▶ **TASK GOAL**:
Within these entries, which lines include the string "every"? Copy each one.

▶ **WORKING DATA**:
Segment Open

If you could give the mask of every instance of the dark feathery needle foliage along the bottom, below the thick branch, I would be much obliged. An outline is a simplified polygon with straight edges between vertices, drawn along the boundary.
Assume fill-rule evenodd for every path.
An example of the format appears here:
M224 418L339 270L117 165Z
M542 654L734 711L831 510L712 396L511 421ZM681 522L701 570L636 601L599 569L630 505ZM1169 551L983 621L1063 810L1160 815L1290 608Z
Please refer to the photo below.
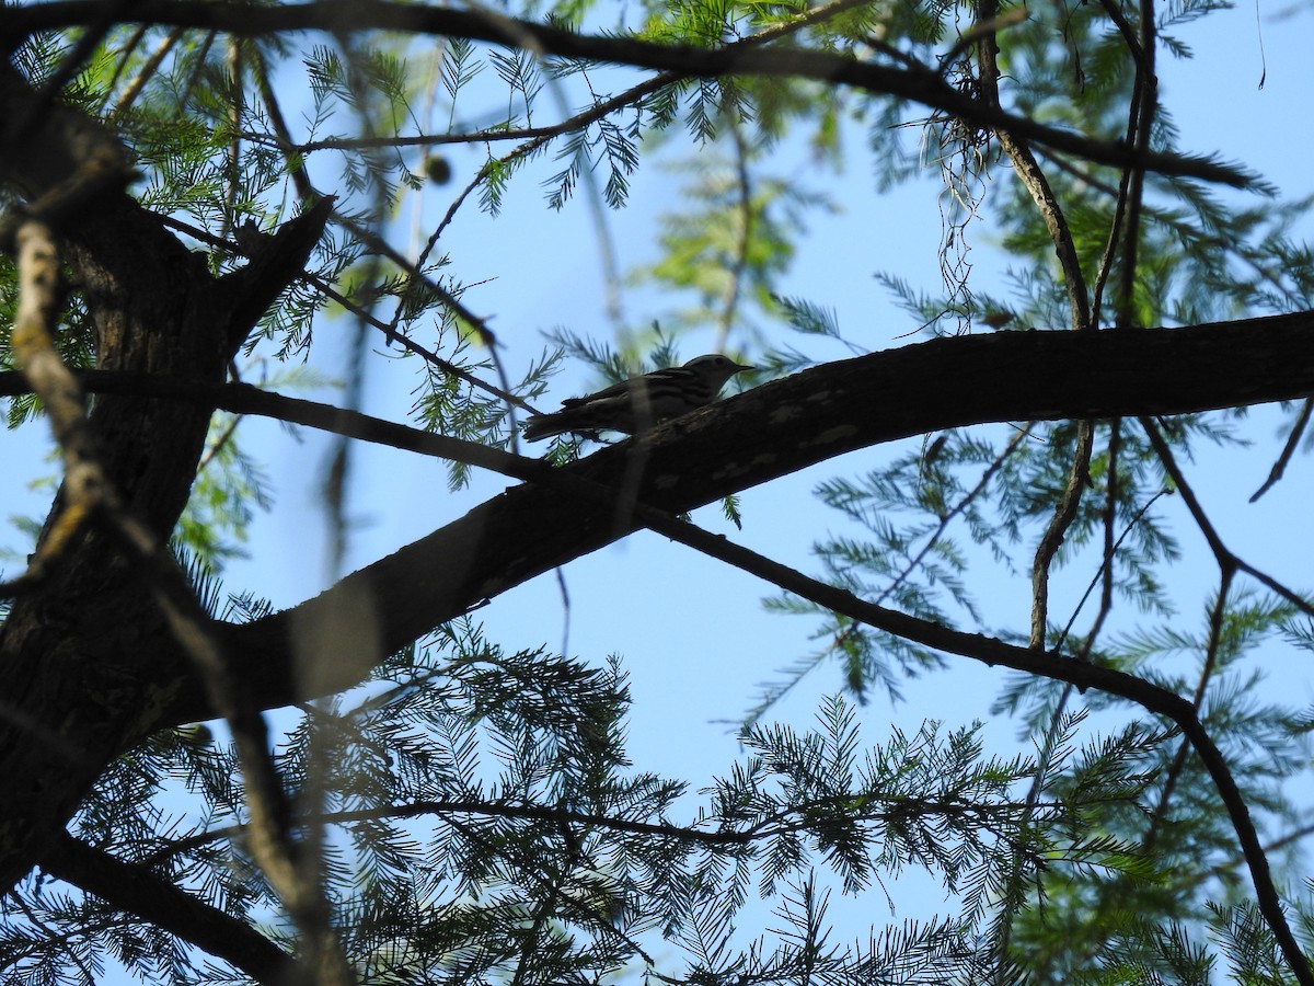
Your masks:
M614 975L658 932L682 956L662 964L700 982L790 982L808 966L979 970L980 907L891 928L867 947L825 945L830 891L819 868L854 894L912 865L968 899L1000 880L1007 847L1026 872L1143 870L1112 844L1064 835L1092 806L1134 798L1125 777L1087 766L1079 790L1026 819L1013 791L1034 764L986 757L975 730L941 735L928 723L863 752L854 709L832 698L813 731L745 734L746 759L691 805L683 784L629 766L629 697L615 661L509 655L461 621L374 678L305 709L276 756L294 793L317 763L334 764L304 824L325 827L325 878L367 981L420 969L435 982L501 978L530 954L557 981ZM121 857L230 914L276 908L243 848L234 768L229 744L204 730L162 734L101 778L74 832L113 840ZM212 814L166 823L179 786ZM735 923L750 881L779 895L784 927L745 940ZM5 949L22 975L76 974L75 956L108 952L145 977L210 981L168 935L125 918L89 927L88 898L34 881L13 902L28 920L11 915ZM41 940L28 922L68 931L72 945ZM265 932L283 939L286 928Z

Segment Closed

▶ **WRITTEN RESPONSE**:
If you could give the mask of every instance of the dark feathery needle foliage along the bottom, below the thick branch, I would be much obliged. An outline is a simplified polygon with straight edges between vertices, drawn along the boundary.
Assume fill-rule evenodd for every path.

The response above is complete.